Among the entries that follow, how many lines contain the string "queried"? Answer with that number only.

• _Task input_:
'''
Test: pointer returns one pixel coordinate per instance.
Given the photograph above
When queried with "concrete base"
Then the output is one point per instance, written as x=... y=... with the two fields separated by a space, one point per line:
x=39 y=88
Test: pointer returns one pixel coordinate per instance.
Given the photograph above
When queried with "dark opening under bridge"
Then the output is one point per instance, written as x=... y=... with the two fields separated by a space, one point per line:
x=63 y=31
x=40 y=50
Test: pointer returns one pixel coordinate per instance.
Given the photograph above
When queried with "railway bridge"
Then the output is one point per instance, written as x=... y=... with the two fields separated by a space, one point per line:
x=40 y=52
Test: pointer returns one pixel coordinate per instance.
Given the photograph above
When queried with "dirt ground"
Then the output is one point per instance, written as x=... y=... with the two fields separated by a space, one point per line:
'''
'''
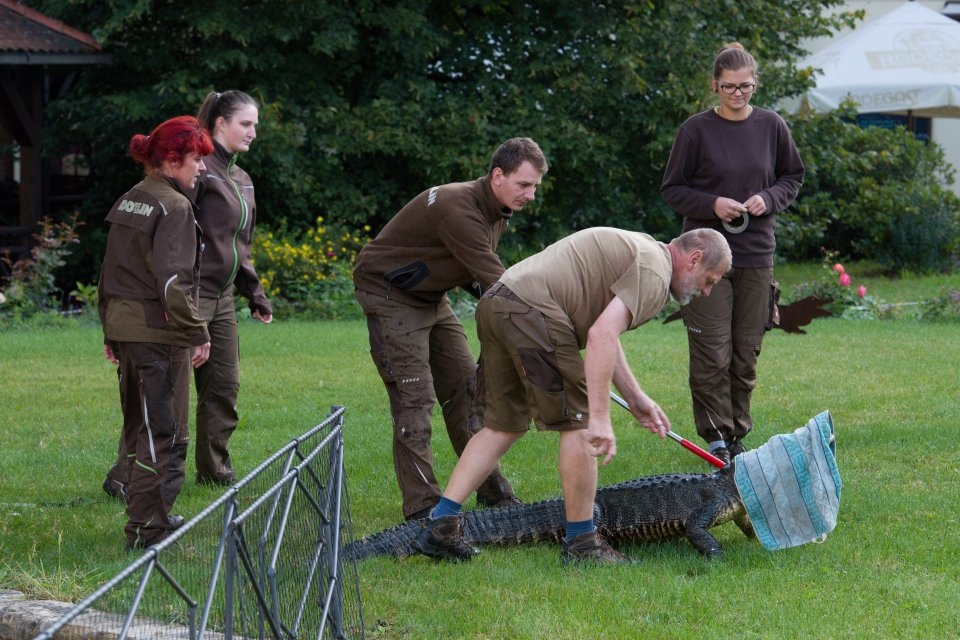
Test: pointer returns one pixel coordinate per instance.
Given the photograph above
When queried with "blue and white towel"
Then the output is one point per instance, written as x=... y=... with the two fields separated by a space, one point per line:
'''
'''
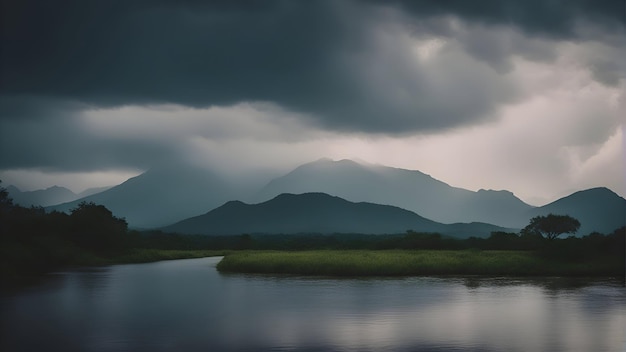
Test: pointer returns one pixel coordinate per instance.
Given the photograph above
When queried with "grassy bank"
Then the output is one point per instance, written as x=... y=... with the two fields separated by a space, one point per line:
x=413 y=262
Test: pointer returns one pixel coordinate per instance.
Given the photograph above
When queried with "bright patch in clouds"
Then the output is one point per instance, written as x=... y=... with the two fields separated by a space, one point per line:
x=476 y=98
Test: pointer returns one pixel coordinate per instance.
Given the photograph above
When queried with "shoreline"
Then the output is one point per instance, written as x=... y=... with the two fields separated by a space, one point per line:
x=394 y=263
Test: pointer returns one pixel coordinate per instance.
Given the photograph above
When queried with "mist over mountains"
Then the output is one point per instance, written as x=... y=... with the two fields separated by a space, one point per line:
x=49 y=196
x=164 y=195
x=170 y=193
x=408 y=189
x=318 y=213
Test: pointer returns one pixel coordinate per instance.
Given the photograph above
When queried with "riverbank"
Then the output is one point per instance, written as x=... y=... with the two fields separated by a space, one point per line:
'''
• _Exercise output_: 10